How Linda Ronstadt Broke Out With a Rejected Monkees Classic: Exclusive Interview
“The very first songs I remember singing as a vocal group, back when we were first cast into the television show, were Mike Nesmith songs,” bandmate Micky Dolenz tells UCR. “This was before we were recording, even in the very, very early days after we were cast.”
The filming process left the members of the Monkees with a lot of free time. “We were sitting around, and Nez and Peter [Tork] would always have guitars," Dolenz says. "I remember sitting around singing, as we were waiting to film. They tended to be Nesmith tunes, because he was the one that was writing.
“He was writing well before the Monkees, of course. He’d say, ‘Hey, here’s a new song that I'm writing,'" Dolenz adds, imitating Nesmith's Texas drawl. "And he’d do ‘Different Drum,’ which he had just written.”
Listen to the Stone Poneys' Version of 'A Different Drum'
Producers of the Monkees' TV show turned down the song, however, and Linda Ronstadt transformed "A Different Drum" into her breakout moment. Her version with the Stone Poneys rose to the Top 20 in 1967. The Monkees never recorded their own take, though Nesmith made a belated solo pass in 1972.
“It was one of the first songs that he brought into the producers of the Monkees. He offered it up to the record producers and he played that,” Dolenz recalls. “They said, ‘Oh, that’s nice but that’s really not a Monkees tune.’ He said, ‘Well, wait a minute, but I am one of the Monkees!’ He went and gave it to this young girl singer who was kicking around L.A. at the time, and, of course, that was Linda Ronstadt.”

## Data supplied
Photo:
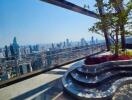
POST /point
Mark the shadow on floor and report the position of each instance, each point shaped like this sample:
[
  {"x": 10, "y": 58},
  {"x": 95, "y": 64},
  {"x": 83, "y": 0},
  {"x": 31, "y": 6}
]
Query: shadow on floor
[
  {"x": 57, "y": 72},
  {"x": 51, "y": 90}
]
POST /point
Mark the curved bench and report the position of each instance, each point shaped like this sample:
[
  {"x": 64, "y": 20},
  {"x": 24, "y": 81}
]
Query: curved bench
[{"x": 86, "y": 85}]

---

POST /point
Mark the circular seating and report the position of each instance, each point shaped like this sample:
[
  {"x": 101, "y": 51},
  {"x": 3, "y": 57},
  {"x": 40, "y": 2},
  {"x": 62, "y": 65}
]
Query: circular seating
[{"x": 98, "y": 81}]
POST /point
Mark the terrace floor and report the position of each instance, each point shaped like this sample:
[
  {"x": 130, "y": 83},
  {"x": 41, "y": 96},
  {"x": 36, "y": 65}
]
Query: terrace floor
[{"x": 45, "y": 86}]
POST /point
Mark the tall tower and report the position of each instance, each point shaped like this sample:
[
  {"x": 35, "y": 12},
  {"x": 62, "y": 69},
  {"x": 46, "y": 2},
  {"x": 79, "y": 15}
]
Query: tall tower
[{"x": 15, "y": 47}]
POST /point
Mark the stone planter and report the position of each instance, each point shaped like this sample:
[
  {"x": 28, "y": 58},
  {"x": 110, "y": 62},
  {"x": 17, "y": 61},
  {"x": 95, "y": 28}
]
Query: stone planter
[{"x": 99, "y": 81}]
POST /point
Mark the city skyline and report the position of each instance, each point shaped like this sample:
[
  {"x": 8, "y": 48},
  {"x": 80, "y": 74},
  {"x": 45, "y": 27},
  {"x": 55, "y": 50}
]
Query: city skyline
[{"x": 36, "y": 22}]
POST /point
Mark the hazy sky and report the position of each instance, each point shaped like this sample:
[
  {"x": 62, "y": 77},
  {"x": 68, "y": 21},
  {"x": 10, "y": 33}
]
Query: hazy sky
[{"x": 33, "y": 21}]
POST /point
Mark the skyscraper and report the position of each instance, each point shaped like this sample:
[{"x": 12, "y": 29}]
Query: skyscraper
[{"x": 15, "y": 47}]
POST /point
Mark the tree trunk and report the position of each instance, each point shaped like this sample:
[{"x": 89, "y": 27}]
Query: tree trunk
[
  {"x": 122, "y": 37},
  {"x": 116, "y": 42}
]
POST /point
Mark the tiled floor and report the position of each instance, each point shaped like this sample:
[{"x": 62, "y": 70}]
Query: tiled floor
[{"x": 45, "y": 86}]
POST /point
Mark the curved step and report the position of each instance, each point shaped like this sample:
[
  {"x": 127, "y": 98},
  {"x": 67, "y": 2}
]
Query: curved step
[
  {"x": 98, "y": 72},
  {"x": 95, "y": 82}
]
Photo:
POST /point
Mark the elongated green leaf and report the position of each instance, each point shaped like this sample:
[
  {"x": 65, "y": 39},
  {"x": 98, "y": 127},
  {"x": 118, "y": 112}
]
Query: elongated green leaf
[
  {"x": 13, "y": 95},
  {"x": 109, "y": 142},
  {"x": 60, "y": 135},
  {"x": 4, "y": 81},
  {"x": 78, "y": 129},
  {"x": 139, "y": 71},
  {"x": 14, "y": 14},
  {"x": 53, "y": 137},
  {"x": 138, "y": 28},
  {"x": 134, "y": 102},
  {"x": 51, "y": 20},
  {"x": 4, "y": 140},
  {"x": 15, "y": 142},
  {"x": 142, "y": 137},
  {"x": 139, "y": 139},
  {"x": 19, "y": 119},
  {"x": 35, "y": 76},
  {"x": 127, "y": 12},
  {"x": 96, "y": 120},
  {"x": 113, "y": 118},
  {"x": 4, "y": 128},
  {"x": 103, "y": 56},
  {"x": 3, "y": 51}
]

## Using the information
a – State whether each of these statements agrees with the article on the song "Different Drum": (i) the Stone Poneys' version reached the Top 20 in 1967; (ii) the Monkees recorded their own version of the song; (iii) Nesmith started writing songs only after he joined the Monkees. For each, answer yes or no and quote the article's deciding words.
b – Pick up the article on the song "Different Drum" after its last sentence and continue it.

## Results of the tasks
a –
(i) Yes: "Her version with the Stone Poneys rose to the Top 20 in 1967."
(ii) No: "The Monkees never recorded their own take"
(iii) No: "He was writing well before the Monkees, of course."

b –
Fast-forward several decades, and Dolenz and Nesmith still gather “knee to knee” to work through songs and talk about the future. In fact, that's how the duo hatched the idea for their recently released The Monkees: The Mike and Micky Show Live concert recording.
Listen to Mike Nesmith's Version of 'A Different Drum'
They were initially just trying to figure out how to move forward without Tork, who died of cancer in February 2019. Dolenz and Nesmith emerged with an idea for a tour and album. The Monkees: The Mike and Micky Show Live became the band's first release since 2016's Good Times!, which included songs penned by a variety of modern songwriters, including Death Cab for Cutie’s Ben Gibbard and Rivers Cuomo of Weezer.
Good Times! also featured updates of previously unreleased songs. Dolenz says the archives could contain many other treasures: “There’s stuff that’s still in the vaults that we haven’t even – I mean, we released some of it on that album, but there’s other stuff still there.”